_WRITTEN INSTRUCTION 1_.
Using the passage on the Society of Ephors, answer each question below.
(a) Who was the second president of the republic?
(b) What happened to political clubs as formal national parties developed?
(c) Where did the group find its major support?
_WRITTEN INSTRUCTION 2_.
For each statement below, decide whether it agrees with the passage on the Society of Ephors. Answer yes or no and quote the words that decide it.
(a) MacMahon moved to reinstall the monarchy.
(b) The group's major support was centered on Paris.
(c) The group emphasized military and technological progress.
_WRITTEN INSTRUCTION 3_. Copy everything in the passage on the Society of Ephors from "The Society of" down to "acknowledged its legitimacy.".

_EXCERPT TO READ_.

———

= Society of Ephors =

The Society of Ephors, or Société des Ephores, was a late 19th-century French political group established in the aftermath of the defeat of the Second Empire in the Franco-Prussian War under the aegis of the second president of the republic, Marshal Patrice MacMahon. Leaders like MacMahon, who some considered reactionary supporters of the French throne, did not call or move to reinstall the monarchy and instead supported the Third Republic and acknowledged its legitimacy.

This support was qualified, however, by strong nationalist, imperialist urges and an emphasis on military/technological progress to redress perceived French industrial lag relative to other great powers. As formal, national political parties developed in later years as the Third Republic stabilized, political clubs, like Le Société des Ephores, were subsumed into them.

Unlike other political clubs, especially the most radical left ones centered on Paris, the group's major support was found in provincial towns and France's secondary cities. This mirrored Napoleon III's widespread backing from rural peasantry but sought to add moderate bourgeois elements who were disaffected with both Napoleon III's regime and the potentially revolutionary program espoused by the Paris Commune.

———

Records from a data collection
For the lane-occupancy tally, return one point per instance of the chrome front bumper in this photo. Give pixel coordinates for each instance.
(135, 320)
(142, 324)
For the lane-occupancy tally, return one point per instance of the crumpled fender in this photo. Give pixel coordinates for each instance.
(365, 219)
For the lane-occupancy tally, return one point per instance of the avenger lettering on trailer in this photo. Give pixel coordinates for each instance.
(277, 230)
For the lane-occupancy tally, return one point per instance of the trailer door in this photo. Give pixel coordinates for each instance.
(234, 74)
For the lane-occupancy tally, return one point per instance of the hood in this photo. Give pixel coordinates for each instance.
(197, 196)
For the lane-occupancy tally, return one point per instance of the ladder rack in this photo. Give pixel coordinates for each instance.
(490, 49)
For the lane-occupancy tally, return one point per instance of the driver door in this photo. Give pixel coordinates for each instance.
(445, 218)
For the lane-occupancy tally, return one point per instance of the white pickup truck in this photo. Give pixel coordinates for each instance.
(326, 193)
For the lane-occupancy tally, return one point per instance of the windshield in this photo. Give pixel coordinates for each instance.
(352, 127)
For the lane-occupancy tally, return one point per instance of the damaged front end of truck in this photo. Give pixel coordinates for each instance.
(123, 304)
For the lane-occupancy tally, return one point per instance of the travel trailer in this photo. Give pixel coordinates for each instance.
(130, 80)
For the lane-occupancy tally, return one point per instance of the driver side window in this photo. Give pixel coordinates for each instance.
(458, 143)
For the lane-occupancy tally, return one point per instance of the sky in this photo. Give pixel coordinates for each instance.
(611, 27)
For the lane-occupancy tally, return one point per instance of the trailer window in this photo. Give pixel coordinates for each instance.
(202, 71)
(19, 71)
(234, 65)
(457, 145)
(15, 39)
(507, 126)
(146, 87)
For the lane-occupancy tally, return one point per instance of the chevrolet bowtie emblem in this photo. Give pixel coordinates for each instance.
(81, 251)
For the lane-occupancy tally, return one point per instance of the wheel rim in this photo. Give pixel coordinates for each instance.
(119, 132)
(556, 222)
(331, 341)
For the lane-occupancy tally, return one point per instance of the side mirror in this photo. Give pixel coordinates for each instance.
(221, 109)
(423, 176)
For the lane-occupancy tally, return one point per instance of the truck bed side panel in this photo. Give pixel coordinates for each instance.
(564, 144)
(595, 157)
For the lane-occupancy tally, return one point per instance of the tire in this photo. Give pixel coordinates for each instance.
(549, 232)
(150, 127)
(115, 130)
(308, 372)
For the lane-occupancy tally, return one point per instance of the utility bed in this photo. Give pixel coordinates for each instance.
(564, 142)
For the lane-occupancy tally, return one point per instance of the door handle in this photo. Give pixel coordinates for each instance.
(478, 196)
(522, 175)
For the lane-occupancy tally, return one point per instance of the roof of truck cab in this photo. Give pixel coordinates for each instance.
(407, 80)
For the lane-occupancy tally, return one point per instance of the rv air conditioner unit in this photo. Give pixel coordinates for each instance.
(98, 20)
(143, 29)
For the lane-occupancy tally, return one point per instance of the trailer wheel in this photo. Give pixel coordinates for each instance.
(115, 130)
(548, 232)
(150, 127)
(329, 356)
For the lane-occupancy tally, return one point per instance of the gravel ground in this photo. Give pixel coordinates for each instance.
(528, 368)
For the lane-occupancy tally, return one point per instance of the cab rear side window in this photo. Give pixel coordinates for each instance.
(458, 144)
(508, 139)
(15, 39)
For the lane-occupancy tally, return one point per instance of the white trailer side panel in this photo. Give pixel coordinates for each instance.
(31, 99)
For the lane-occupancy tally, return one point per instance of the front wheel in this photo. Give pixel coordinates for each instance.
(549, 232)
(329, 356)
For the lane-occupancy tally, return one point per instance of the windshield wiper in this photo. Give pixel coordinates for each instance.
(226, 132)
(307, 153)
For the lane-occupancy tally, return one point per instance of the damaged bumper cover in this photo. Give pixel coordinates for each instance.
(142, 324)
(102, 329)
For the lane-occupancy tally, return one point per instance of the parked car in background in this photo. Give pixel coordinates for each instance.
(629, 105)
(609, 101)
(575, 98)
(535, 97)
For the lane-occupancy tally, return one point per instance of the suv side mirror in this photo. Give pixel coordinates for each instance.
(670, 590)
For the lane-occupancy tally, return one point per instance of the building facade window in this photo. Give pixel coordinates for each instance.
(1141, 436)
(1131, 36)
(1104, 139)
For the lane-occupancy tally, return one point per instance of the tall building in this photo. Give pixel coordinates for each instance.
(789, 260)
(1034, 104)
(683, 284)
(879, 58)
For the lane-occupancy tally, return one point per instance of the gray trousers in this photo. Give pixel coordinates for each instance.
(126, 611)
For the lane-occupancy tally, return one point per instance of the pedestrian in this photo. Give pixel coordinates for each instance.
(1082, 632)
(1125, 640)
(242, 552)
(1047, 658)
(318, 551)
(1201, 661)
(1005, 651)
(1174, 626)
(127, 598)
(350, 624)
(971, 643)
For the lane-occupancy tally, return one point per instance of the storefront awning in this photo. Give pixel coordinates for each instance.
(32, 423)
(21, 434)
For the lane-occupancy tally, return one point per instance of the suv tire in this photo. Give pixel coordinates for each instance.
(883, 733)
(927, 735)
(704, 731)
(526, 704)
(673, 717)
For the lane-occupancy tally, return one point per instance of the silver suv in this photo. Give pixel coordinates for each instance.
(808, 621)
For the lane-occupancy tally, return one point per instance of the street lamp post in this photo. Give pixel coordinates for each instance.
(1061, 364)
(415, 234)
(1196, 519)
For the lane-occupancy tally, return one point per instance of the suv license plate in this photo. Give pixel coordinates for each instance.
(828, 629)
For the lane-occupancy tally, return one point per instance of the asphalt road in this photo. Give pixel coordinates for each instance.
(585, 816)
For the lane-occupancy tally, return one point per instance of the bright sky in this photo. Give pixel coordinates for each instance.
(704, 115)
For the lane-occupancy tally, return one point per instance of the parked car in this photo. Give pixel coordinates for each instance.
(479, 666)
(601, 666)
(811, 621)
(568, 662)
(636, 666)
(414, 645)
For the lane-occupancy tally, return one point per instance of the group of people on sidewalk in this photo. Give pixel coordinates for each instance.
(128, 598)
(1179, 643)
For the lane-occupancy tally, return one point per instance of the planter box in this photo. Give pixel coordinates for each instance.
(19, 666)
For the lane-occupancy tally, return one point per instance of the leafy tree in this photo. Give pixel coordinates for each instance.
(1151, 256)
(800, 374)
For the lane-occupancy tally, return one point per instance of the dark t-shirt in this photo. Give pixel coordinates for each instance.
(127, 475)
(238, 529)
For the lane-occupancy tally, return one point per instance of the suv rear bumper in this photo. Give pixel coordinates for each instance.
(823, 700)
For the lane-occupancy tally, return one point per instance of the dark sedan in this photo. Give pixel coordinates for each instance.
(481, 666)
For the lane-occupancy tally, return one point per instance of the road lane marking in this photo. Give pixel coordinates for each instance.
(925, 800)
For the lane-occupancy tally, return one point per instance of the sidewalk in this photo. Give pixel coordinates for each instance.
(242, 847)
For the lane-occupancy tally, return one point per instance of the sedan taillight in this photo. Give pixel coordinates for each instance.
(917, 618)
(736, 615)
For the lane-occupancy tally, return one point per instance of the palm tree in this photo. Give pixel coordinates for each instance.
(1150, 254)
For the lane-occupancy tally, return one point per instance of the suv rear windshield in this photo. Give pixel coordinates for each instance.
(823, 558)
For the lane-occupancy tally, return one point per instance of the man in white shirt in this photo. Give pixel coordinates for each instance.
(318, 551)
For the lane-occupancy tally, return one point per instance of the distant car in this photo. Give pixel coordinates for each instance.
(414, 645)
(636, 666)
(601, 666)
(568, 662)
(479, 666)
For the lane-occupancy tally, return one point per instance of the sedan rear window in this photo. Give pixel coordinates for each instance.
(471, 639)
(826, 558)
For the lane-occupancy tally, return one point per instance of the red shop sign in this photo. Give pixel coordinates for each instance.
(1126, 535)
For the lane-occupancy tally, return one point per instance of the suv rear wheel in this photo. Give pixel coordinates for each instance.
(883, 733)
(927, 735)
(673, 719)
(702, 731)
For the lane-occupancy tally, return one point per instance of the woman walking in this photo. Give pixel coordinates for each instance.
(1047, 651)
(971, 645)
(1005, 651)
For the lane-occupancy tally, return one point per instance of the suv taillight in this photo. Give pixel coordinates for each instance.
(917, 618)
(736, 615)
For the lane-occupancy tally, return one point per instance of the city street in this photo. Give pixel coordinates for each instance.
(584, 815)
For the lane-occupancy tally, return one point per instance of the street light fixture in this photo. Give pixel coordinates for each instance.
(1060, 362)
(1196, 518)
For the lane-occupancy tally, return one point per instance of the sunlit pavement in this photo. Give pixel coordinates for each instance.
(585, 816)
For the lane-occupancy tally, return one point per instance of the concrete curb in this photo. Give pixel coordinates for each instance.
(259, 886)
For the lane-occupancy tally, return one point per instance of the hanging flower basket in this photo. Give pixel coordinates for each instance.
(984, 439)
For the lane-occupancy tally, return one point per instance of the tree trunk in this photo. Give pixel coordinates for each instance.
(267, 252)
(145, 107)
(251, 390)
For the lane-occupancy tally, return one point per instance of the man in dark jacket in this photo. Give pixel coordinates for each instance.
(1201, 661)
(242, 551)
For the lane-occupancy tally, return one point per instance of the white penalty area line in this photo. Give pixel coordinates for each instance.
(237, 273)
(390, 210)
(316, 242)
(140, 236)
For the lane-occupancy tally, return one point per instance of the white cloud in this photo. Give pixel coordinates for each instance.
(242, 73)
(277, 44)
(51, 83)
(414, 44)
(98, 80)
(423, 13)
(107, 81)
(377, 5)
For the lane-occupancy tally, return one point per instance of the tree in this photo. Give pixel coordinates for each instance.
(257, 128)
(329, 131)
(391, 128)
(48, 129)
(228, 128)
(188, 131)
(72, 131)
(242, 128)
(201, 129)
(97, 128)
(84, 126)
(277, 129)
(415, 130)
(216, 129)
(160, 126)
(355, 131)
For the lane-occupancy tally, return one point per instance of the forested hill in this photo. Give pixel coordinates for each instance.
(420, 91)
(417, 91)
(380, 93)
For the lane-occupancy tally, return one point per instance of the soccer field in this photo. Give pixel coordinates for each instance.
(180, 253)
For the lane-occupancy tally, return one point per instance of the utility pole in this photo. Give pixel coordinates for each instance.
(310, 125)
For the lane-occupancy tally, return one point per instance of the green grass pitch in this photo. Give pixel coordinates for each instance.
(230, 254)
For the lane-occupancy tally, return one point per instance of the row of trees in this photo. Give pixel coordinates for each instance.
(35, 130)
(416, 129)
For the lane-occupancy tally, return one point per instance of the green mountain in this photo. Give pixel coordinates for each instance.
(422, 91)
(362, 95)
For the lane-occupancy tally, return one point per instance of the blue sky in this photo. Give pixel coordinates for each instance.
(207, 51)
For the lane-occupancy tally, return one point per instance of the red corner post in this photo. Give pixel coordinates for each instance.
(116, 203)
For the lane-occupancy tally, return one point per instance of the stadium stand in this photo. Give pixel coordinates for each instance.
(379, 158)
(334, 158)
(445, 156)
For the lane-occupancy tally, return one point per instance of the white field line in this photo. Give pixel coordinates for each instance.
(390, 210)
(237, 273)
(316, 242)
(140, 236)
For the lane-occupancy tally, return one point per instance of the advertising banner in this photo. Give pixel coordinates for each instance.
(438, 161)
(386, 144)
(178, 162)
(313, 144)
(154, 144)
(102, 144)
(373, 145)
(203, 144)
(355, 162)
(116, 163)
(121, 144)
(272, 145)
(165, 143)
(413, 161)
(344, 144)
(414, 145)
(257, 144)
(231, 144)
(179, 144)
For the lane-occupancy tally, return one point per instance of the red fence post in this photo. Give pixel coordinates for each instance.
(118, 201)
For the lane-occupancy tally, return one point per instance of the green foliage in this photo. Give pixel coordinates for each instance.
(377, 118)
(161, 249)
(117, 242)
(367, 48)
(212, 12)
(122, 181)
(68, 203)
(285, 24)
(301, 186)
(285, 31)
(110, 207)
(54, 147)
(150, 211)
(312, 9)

———

_FINAL ANSWER 1_.
(a) Marshal Patrice MacMahon
(b) They were subsumed into the parties.
(c) In provincial towns and France's secondary cities

_FINAL ANSWER 2_.
(a) No: "did not call or move to reinstall the monarchy"
(b) No: "the group's major support was found in provincial towns and France's secondary cities"
(c) Yes: "an emphasis on military/technological progress"

_FINAL ANSWER 3_.
The Society of Ephors, or Société des Ephores, was a late 19th-century French political group established in the aftermath of the defeat of the Second Empire in the Franco-Prussian War under the aegis of the second president of the republic, Marshal Patrice MacMahon. Leaders like MacMahon, who some considered reactionary supporters of the French throne, did not call or move to reinstall the monarchy and instead supported the Third Republic and acknowledged its legitimacy.